Document →
^^^^^^^^^^^^^^^^

A group-stage Champions Trophy game against Sri Lanka, and a one-off ODI versus Ireland, offer the only non-antipodean variety in this oversized blancmange of cricketing homogeneity. As Aristotle once sagely said: "You can have too much of a good thing." Admittedly, the former professional philosopher said that after waking up naked on top of the Parthenon after a few too many flagons of cheap ouzo and an unsuccessful wrestle with a man in a pantomime lion outfit claiming to be Hercules (Source: The Complete and Incontrovertible Oxford History of Classical Philosophy [1875], by Prof VZ Snutterbuck OBE, Vol. VII, pp. 213-279). However, the famously wise old celeb had a point.

All the indications suggest that, had Aristotle been born in a cricket-playing nation at some point in the mid-to-late 20th century, he would have been a big cricket fan, and quite probably a journalist and/or commentator (Source: From Confucius to Wittgenstein: Dead Philosophers I Would Like To See Me Bowl [2012], by JW Dernbach).

As such, Aristotle would undoubtedly have sat down on New Year's day and thought: "Emotionally and logistically, I am going to have to prioritise. Even I, as a hardcore fan of the great game and, more importantly, as the senior cricket correspondent of the Harvard Journal of Ethical Philosophy and Bat Sports, I simply cannot care about all of those days of cricket. And whilst I love the Ashes and everything it stands for, its traditions and its ancient rivalry that has carved a compelling narrative through the last 136 years of history, even I might struggle to be overwhelmingly excited by watching the 38th Trott v Siddle duel of the year. Ah well, beats having a proper job.

^^^^^^^^^^^^^^^^

Given entries →
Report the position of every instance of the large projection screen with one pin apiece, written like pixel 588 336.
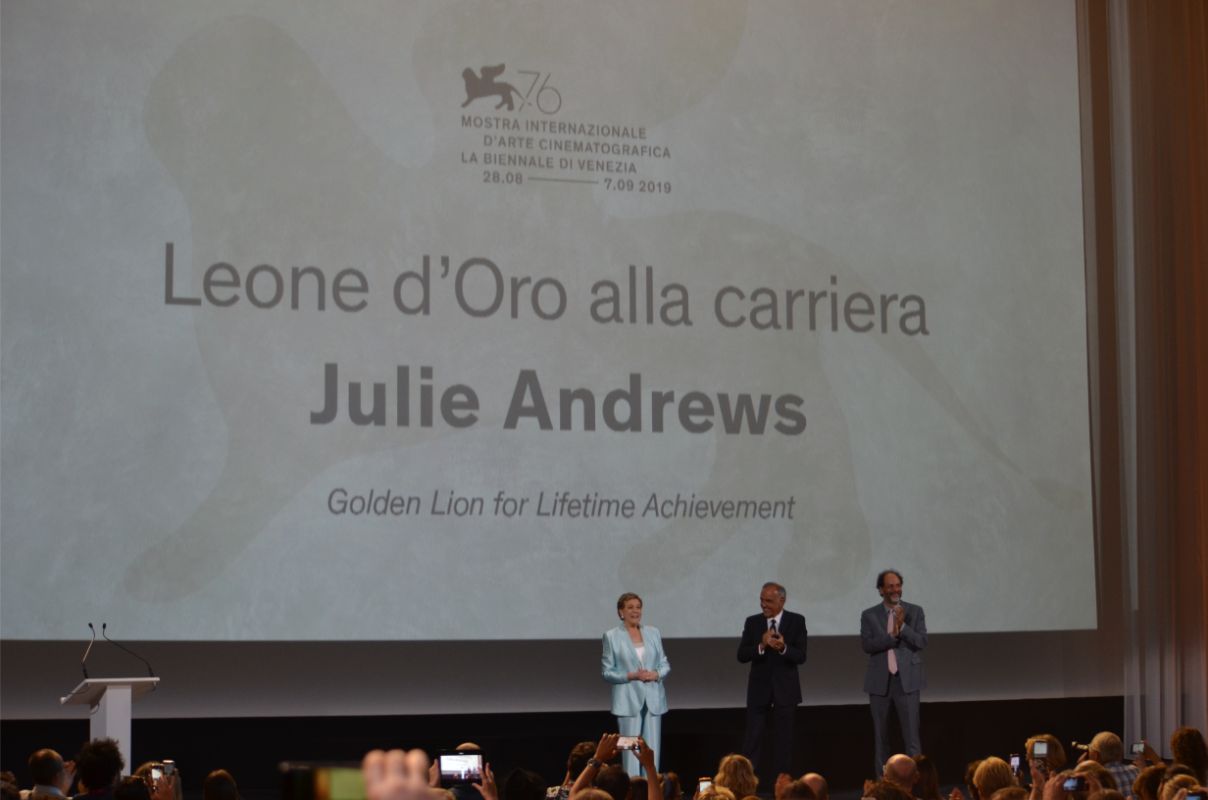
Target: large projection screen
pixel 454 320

^^^^^^^^^^^^^^^^

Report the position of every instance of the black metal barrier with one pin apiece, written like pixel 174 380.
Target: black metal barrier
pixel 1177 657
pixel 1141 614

^^^^^^^^^^^^^^^^

Complete the following →
1. According to the cricket column, how many years of history has the Ashes rivalry carved a narrative through?
2. Reproduce the cricket column starting with "A group-stage Champions" and going on through "had a point.".
3. Do these statements agree with the cricket column? Answer yes or no for each, quoting the deciding words. (a) Aristotle woke up on top of the Parthenon. (b) The one-off ODI is against Sri Lanka. (c) The imagined Aristotle is the senior cricket correspondent of the Harvard Journal of Ethical Philosophy and Bat Sports.
The entries are separate material from the cricket column.

Outputs in order →
1. 136 years.

2.
A group-stage Champions Trophy game against Sri Lanka, and a one-off ODI versus Ireland, offer the only non-antipodean variety in this oversized blancmange of cricketing homogeneity. As Aristotle once sagely said: "You can have too much of a good thing." Admittedly, the former professional philosopher said that after waking up naked on top of the Parthenon after a few too many flagons of cheap ouzo and an unsuccessful wrestle with a man in a pantomime lion outfit claiming to be Hercules (Source: The Complete and Incontrovertible Oxford History of Classical Philosophy [1875], by Prof VZ Snutterbuck OBE, Vol. VII, pp. 213-279). However, the famously wise old celeb had a point.

3.
(a) Yes: "after waking up naked on top of the Parthenon"
(b) No: "a one-off ODI versus Ireland"
(c) Yes: "as the senior cricket correspondent of the Harvard Journal of Ethical Philosophy and Bat Sports"